*** ENTRIES ***
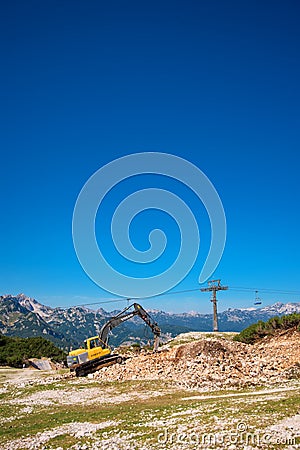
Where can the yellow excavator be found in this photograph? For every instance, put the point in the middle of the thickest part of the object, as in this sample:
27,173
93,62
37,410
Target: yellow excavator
***
> [SHORT TASK] Rewrite the listing with every "excavator" changed to "bulldozer" and nothing else altered. Omit the pictures.

> [REPLY]
Where can the yellow bulldozer be found in this photograph? For every instance, put the point in the middle of the thickest part of the object, as in this sample:
27,173
93,62
37,410
Target: yellow bulldozer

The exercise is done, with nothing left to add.